■ **Record extracts**
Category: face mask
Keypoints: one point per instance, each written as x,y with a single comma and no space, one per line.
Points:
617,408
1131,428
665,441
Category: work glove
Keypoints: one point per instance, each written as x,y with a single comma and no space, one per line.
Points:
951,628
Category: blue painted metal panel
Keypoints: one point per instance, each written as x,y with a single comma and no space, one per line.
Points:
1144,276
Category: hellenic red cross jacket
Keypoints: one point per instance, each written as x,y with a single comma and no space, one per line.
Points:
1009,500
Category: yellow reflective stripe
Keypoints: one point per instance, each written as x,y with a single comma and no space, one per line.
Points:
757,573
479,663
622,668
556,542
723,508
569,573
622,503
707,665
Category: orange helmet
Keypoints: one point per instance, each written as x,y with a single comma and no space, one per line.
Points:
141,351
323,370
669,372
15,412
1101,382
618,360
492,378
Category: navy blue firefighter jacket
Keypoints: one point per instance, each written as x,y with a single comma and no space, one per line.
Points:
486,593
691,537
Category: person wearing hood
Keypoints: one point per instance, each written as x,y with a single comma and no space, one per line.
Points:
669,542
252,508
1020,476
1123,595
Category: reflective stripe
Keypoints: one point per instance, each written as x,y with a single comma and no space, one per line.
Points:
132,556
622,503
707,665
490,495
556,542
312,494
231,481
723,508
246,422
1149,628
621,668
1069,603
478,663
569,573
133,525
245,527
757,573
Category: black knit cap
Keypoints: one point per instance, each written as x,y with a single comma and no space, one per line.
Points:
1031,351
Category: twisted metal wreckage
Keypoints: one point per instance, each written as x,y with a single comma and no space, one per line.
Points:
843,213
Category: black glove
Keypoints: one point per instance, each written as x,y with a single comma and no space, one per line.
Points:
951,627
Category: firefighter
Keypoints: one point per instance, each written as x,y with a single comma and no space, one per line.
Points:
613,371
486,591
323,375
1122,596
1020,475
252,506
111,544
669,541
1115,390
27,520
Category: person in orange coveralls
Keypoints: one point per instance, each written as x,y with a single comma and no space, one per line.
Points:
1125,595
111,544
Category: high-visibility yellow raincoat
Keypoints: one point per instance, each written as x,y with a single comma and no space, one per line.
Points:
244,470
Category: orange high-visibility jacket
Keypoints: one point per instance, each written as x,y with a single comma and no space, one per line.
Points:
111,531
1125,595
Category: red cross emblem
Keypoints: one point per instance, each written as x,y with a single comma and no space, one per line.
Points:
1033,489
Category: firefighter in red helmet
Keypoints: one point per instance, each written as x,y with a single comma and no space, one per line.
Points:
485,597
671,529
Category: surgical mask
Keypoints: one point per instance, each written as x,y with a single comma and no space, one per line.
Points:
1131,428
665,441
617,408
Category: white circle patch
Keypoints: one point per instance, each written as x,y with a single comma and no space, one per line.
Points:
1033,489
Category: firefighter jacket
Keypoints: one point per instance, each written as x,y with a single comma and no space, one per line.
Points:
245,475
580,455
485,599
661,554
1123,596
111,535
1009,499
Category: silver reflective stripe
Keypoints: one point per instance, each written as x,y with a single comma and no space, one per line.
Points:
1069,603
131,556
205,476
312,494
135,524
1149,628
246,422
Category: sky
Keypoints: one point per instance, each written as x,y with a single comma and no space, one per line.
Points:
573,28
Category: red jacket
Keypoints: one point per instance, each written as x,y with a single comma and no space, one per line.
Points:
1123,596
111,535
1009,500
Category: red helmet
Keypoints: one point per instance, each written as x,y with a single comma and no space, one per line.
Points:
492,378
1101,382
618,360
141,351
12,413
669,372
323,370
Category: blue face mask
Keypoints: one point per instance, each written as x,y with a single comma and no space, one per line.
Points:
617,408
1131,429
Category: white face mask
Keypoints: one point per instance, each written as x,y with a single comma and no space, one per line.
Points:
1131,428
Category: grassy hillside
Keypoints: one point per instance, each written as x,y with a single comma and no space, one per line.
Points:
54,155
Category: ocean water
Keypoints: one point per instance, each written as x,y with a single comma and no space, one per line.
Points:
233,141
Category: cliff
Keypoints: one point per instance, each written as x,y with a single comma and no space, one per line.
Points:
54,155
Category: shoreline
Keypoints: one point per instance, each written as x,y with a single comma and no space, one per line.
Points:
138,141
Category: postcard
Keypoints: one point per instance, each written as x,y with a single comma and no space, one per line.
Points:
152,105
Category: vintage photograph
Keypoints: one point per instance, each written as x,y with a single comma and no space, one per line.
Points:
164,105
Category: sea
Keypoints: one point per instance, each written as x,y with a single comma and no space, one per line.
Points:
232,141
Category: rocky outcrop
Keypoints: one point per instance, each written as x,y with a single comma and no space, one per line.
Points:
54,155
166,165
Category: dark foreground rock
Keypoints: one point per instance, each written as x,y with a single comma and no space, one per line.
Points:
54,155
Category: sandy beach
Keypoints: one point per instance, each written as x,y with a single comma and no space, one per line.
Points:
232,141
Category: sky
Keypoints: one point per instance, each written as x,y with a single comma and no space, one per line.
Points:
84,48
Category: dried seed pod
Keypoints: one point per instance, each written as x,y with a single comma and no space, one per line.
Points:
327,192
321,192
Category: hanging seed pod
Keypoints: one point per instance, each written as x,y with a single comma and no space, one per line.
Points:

■ **Prompt**
Render every line of the material above as a Markdown table with the columns Number and Line. Number each row and leave out blank lines.

■ **Written answer**
| Number | Line |
|---|---|
| 1 | Category: face mask |
| 2 | Keypoints: one point per instance, each written as x,y with a single comma and no space, one per line. |
| 3 | Points: |
| 4 | 617,408 |
| 5 | 1131,428 |
| 6 | 665,441 |
| 7 | Category: work glove |
| 8 | Keypoints: one point per instance, each written as x,y with a single comma and no space, one per line. |
| 9 | Points: |
| 10 | 951,628 |
| 11 | Category: blue painted metal panel |
| 12 | Keypoints: one point per instance, each written as x,y with a single comma and no space, one per line. |
| 13 | Points: |
| 14 | 1144,276 |
| 15 | Category: hellenic red cross jacket |
| 16 | Keypoints: one point per instance, each written as x,y with a single comma and no space, one per line. |
| 17 | Points: |
| 18 | 1009,500 |
| 19 | Category: yellow reflective stripe |
| 20 | Keypoints: one point per instance, each written as x,y with a single comma and no space, one per line. |
| 21 | Points: |
| 22 | 757,573 |
| 23 | 479,663 |
| 24 | 622,668 |
| 25 | 556,542 |
| 26 | 723,508 |
| 27 | 569,573 |
| 28 | 622,503 |
| 29 | 707,665 |
| 30 | Category: orange helmet |
| 31 | Keypoints: one point per instance, each written as x,y with a single comma and no space, one per line. |
| 32 | Points: |
| 33 | 141,351 |
| 34 | 323,370 |
| 35 | 669,372 |
| 36 | 15,412 |
| 37 | 1101,382 |
| 38 | 618,360 |
| 39 | 492,378 |
| 40 | Category: navy blue firefighter jacket |
| 41 | Keypoints: one point per instance, each written as x,y with a single comma and no space, one per line. |
| 42 | Points: |
| 43 | 486,593 |
| 44 | 691,537 |
| 45 | Category: person wearing hood |
| 46 | Keypoints: one point per instance, each written as x,y with a single comma and no space, one per line. |
| 47 | Points: |
| 48 | 669,542 |
| 49 | 252,508 |
| 50 | 1020,476 |
| 51 | 1123,595 |
| 52 | Category: reflective stripe |
| 53 | Keypoints: one point per instance, each written as x,y with a single comma and no space, one per line. |
| 54 | Points: |
| 55 | 132,556 |
| 56 | 622,503 |
| 57 | 707,665 |
| 58 | 490,495 |
| 59 | 556,542 |
| 60 | 312,494 |
| 61 | 231,481 |
| 62 | 723,508 |
| 63 | 246,422 |
| 64 | 1149,628 |
| 65 | 621,668 |
| 66 | 1069,603 |
| 67 | 478,663 |
| 68 | 569,573 |
| 69 | 133,525 |
| 70 | 245,527 |
| 71 | 757,573 |
| 72 | Category: black knit cap |
| 73 | Keypoints: one point per instance, each written as x,y with a single comma and no space, one per line. |
| 74 | Points: |
| 75 | 1031,351 |
| 76 | Category: twisted metal wreckage |
| 77 | Keypoints: one point per instance, each written as x,y with a single comma and no space, one per line. |
| 78 | Points: |
| 79 | 843,213 |
| 80 | Category: black glove |
| 81 | Keypoints: one point per instance, each written as x,y with a single comma and no space, one per line. |
| 82 | Points: |
| 83 | 951,627 |
| 84 | Category: firefighter |
| 85 | Keypoints: one point per instance, each written as x,y with a single comma and no space, one per line. |
| 86 | Points: |
| 87 | 613,371 |
| 88 | 486,591 |
| 89 | 323,375 |
| 90 | 1122,596 |
| 91 | 1020,475 |
| 92 | 252,506 |
| 93 | 111,544 |
| 94 | 669,541 |
| 95 | 1115,390 |
| 96 | 27,520 |
| 97 | Category: person in orange coveralls |
| 98 | Keypoints: one point per instance, each written as x,y with a single comma and no space, one per line. |
| 99 | Points: |
| 100 | 1125,595 |
| 101 | 111,544 |
| 102 | Category: high-visibility yellow raincoat |
| 103 | Keypoints: one point per instance, each written as x,y with a single comma and no space, one per line. |
| 104 | Points: |
| 105 | 244,470 |
| 106 | Category: orange high-visibility jacket |
| 107 | Keypoints: one point per instance, each written as x,y with a single comma and no space, one per line. |
| 108 | Points: |
| 109 | 111,531 |
| 110 | 1125,595 |
| 111 | Category: red cross emblem |
| 112 | Keypoints: one point per instance, each written as x,y with a single comma and no space, one per line. |
| 113 | Points: |
| 114 | 1033,489 |
| 115 | Category: firefighter in red helmet |
| 116 | Keypoints: one point per instance, each written as x,y with a single comma and no space, one per line. |
| 117 | Points: |
| 118 | 485,597 |
| 119 | 671,529 |
| 120 | Category: surgical mask |
| 121 | Keypoints: one point per instance, each written as x,y with a single comma and no space, one per line. |
| 122 | Points: |
| 123 | 1131,428 |
| 124 | 665,441 |
| 125 | 617,408 |
| 126 | Category: white circle patch |
| 127 | Keypoints: one point per instance, each written as x,y with a single comma and no space, one per line. |
| 128 | Points: |
| 129 | 1033,489 |
| 130 | Category: firefighter jacket |
| 131 | Keypoints: one point per instance, each written as x,y with a single comma and no space, one per line. |
| 132 | Points: |
| 133 | 245,475 |
| 134 | 580,455 |
| 135 | 485,599 |
| 136 | 661,554 |
| 137 | 1123,596 |
| 138 | 111,535 |
| 139 | 1009,499 |
| 140 | Category: silver reflective stripe |
| 141 | Keypoints: one point per instance, each written as x,y with a single comma and no space, one per line. |
| 142 | Points: |
| 143 | 1069,603 |
| 144 | 131,556 |
| 145 | 205,476 |
| 146 | 312,494 |
| 147 | 135,524 |
| 148 | 1149,628 |
| 149 | 246,422 |
| 150 | Category: sky |
| 151 | Keypoints: one point per instance, each written as x,y with a single comma and no space, one per line. |
| 152 | Points: |
| 153 | 573,28 |
| 154 | Category: red jacket |
| 155 | Keypoints: one point per instance, each written as x,y with a single comma and no space, one per line. |
| 156 | Points: |
| 157 | 1123,596 |
| 158 | 111,535 |
| 159 | 1009,500 |
| 160 | Category: red helmet |
| 161 | Keypoints: one point per instance, each written as x,y with a single comma and no space, one per line. |
| 162 | Points: |
| 163 | 492,378 |
| 164 | 1101,382 |
| 165 | 618,360 |
| 166 | 141,351 |
| 167 | 12,413 |
| 168 | 669,372 |
| 169 | 323,370 |
| 170 | Category: blue face mask |
| 171 | Keypoints: one point per instance, each written as x,y with a single comma and no space, one per line. |
| 172 | Points: |
| 173 | 617,408 |
| 174 | 1131,429 |
| 175 | Category: white face mask |
| 176 | Keypoints: one point per instance, each written as x,y with a single comma and no space, one per line. |
| 177 | Points: |
| 178 | 1131,428 |
| 179 | Category: grassy hillside |
| 180 | Keypoints: one point per instance, each written as x,y with a single comma and no space, one per line. |
| 181 | Points: |
| 182 | 54,155 |
| 183 | Category: ocean water |
| 184 | Keypoints: one point per instance, each written as x,y with a single comma and no space, one per line. |
| 185 | Points: |
| 186 | 233,141 |
| 187 | Category: cliff |
| 188 | Keypoints: one point per instance, each written as x,y with a single comma and no space, one per line. |
| 189 | Points: |
| 190 | 54,155 |
| 191 | Category: shoreline |
| 192 | Keypoints: one point per instance, each written as x,y with a single comma and no space, one per line. |
| 193 | Points: |
| 194 | 138,141 |
| 195 | Category: postcard |
| 196 | Keypoints: one point per instance, each written as x,y with a single comma and no space, one per line. |
| 197 | Points: |
| 198 | 152,105 |
| 199 | Category: vintage photograph |
| 200 | Keypoints: one point per instance, each written as x,y with a single comma and no space, one per line. |
| 201 | Points: |
| 202 | 164,105 |
| 203 | Category: sea |
| 204 | Keypoints: one point per instance, each written as x,y with a single comma and no space, one per line. |
| 205 | Points: |
| 206 | 232,141 |
| 207 | Category: rocky outcrop |
| 208 | Keypoints: one point per instance, each written as x,y with a single comma and no space, one per line. |
| 209 | Points: |
| 210 | 54,155 |
| 211 | 166,165 |
| 212 | Category: dark foreground rock |
| 213 | Keypoints: one point per instance, each written as x,y with a single comma and no space, one per line. |
| 214 | Points: |
| 215 | 54,155 |
| 216 | Category: sandy beach |
| 217 | Keypoints: one point per instance, each written as x,y with a single comma and no space, one per line. |
| 218 | Points: |
| 219 | 232,141 |
| 220 | Category: sky |
| 221 | Keypoints: one point per instance, each written as x,y with a single comma and no space, one per line. |
| 222 | Points: |
| 223 | 84,48 |
| 224 | Category: dried seed pod |
| 225 | Keypoints: one point per instance, each written as x,y with a single comma and no space, one per line. |
| 226 | Points: |
| 227 | 327,192 |
| 228 | 321,192 |
| 229 | Category: hanging seed pod |
| 230 | Keypoints: one point per instance, each written as x,y with a single comma and no space, one per line. |
| 231 | Points: |